(Stored items from a collection)
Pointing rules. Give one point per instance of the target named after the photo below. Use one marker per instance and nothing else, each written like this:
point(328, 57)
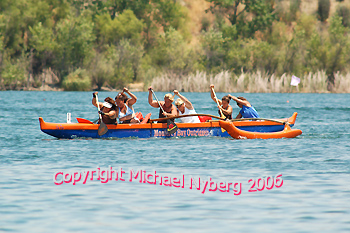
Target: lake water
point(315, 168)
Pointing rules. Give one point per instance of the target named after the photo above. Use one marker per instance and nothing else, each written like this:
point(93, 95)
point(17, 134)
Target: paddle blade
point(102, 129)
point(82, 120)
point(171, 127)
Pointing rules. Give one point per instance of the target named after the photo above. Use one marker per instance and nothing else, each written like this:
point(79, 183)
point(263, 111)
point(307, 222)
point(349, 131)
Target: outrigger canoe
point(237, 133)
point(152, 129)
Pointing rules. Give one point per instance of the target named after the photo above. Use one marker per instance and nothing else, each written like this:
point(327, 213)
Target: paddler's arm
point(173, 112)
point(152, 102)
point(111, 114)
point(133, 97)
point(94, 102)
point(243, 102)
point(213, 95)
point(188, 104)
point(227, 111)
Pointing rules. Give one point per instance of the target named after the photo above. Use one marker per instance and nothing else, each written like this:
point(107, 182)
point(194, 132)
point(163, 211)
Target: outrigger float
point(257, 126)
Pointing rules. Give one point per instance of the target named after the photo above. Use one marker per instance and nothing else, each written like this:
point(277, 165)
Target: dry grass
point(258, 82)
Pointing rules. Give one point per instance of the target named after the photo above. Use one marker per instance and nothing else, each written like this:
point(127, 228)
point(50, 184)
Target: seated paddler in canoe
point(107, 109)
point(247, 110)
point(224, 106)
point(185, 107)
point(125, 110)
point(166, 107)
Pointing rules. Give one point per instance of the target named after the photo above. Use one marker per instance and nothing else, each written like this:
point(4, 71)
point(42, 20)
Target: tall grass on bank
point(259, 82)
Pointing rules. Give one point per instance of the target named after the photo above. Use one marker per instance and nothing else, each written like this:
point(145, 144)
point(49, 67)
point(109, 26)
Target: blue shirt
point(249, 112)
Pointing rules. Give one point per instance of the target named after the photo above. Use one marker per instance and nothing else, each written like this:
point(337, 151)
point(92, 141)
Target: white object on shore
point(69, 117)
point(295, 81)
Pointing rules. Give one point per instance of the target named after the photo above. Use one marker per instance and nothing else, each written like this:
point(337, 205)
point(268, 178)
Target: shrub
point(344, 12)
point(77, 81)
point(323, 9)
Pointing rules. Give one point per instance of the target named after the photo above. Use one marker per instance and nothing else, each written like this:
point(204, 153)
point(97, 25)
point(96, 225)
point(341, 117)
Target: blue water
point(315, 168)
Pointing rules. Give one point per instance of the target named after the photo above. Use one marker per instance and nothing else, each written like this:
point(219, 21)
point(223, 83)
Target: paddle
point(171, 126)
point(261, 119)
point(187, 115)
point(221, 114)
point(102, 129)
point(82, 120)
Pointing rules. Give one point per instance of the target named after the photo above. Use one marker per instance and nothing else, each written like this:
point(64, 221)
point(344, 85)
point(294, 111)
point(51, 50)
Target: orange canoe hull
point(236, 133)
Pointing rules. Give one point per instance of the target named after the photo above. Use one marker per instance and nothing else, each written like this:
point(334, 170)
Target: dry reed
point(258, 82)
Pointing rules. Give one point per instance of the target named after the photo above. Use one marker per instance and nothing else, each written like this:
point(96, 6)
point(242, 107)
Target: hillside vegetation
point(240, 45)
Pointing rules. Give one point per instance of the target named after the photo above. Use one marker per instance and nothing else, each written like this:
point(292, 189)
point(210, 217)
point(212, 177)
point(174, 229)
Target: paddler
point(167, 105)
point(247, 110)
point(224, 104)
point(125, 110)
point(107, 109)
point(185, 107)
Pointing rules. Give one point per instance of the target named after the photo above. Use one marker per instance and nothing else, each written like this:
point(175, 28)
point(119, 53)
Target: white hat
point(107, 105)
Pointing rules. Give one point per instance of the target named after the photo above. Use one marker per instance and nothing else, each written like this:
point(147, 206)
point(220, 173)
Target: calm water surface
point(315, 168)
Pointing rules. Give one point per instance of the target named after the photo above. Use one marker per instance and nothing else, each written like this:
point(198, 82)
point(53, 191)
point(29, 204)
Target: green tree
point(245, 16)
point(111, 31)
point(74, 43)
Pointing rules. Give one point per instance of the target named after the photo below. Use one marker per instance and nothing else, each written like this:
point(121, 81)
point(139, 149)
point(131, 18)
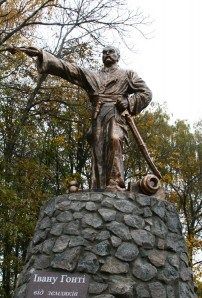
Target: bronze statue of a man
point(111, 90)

■ Your instructions
Make an exact copy of every record, pictures excluded.

■ Response to the exercise
Pointing rules. Give one point per instance of the target named after the photo below. Use one marker per instance and nothing else, each written like this:
point(328, 57)
Target: lake water
point(315, 168)
Pointing rules. Give one point per instance of the target named after the photo above. Use one marker per instance and nothing else, each written like this:
point(93, 95)
point(17, 134)
Target: paddle blade
point(102, 129)
point(82, 120)
point(171, 127)
Pointing rules. Give one point per instance of the target named after the photo above. Use one marker per instance and nothing else, each written like this:
point(79, 183)
point(263, 111)
point(307, 222)
point(349, 131)
Target: outrigger canoe
point(237, 133)
point(152, 129)
Pointing rules. Give one point per instance of the target named after the photo above. Use one marker per instance and nothing else, each written like this:
point(327, 213)
Target: paddler's arm
point(173, 112)
point(152, 102)
point(111, 114)
point(133, 97)
point(94, 102)
point(243, 102)
point(213, 95)
point(188, 104)
point(227, 111)
Pointing rules. Give one point per instance of the target named after the photo above. Use one marker per instance and nothing else, each written like this:
point(107, 182)
point(194, 132)
point(163, 211)
Target: outrigger float
point(257, 126)
Pointing rules. Give one point per instance of the target named after the photo above. Use one marker per instance and nothing else, each written like this:
point(277, 165)
Target: dry grass
point(258, 82)
Pointing rules. Give one point per instance of the target named after the photo above. Use one marker per instance and nothing else, each written like this:
point(127, 228)
point(50, 184)
Target: seated paddler in canoe
point(107, 109)
point(247, 110)
point(224, 106)
point(185, 107)
point(125, 110)
point(166, 107)
Pointing rules. Give one point per instance of the target named after the photo above. Use one marker per instance and nothing else, each written like this:
point(4, 71)
point(42, 20)
Target: tall grass on bank
point(259, 82)
Pointing rules. Give one point per instance of the target named after the photo above. Use one marker per instance and nothing else, each written like this:
point(145, 144)
point(49, 67)
point(109, 26)
Target: blue shirt
point(249, 112)
Pointing rules. Give one point per instance of the target named after the photo above. Use one marker per instance and nothing else, each written like this:
point(337, 151)
point(92, 141)
Target: white object on shore
point(69, 117)
point(295, 81)
Pointing rules. Give one point per instance of the target named after the photo above. Use one marker per instance and nothing else, each written like this:
point(337, 205)
point(268, 178)
Target: shrub
point(344, 12)
point(77, 81)
point(323, 9)
Pointing rules. Give one point per instance of the target named after the photo above. Use one marker per instance and nothing else, each written like this:
point(204, 153)
point(97, 25)
point(96, 225)
point(341, 117)
Target: blue water
point(315, 168)
Pointing rules. Give one point per instance of the target named after the photo above. Use one marker per instance and nothing else, each written like this:
point(219, 21)
point(223, 83)
Target: paddle
point(171, 126)
point(261, 119)
point(187, 115)
point(221, 114)
point(102, 129)
point(82, 120)
Pointing rules. Give one point per instance of the target named after the photo above. Use one marker per instance and nothing else, each written like this:
point(64, 221)
point(344, 85)
point(294, 111)
point(51, 50)
Target: orange canoe hull
point(236, 133)
Pointing rules. Give one point per instance of the target named after the photo above. Use one marker per instance and nothing else, each written like this:
point(334, 170)
Target: dry reed
point(258, 82)
Pointing rules. Give one point per instance of the target named after the photo above. Use one marker per instance and nothing else, each written like this:
point(96, 6)
point(242, 107)
Target: hillside vegetation
point(240, 45)
Pointing rules. Give one point per instance of the target named after the photo above. Use one marker per instance and nothing else, each written like this:
point(292, 189)
point(210, 217)
point(212, 177)
point(174, 229)
Target: paddler
point(167, 105)
point(247, 110)
point(224, 104)
point(125, 110)
point(107, 109)
point(185, 107)
Pointing rules. Give one point per instance of the target named after the photo above. Use one marker per instance and nothing else, each written like this:
point(175, 28)
point(119, 53)
Target: white hat
point(107, 105)
Pointing rules. Give one point per instance of the target named after the photo above. Use one marker per instance and nothing else, each written like this:
point(147, 206)
point(220, 173)
Target: calm water surface
point(315, 168)
Pointing rules. Give one point per instance of the target named after the photo above. Use one marker per instance and nothing else, each written like this:
point(198, 82)
point(53, 191)
point(29, 204)
Target: green tree
point(245, 16)
point(111, 31)
point(74, 43)
Pointing rules. Give one point per instance of the target named after the photo below. Use one marker per instance and nothing else, each written like this:
point(121, 81)
point(139, 149)
point(131, 18)
Target: bronze statue of a man
point(111, 90)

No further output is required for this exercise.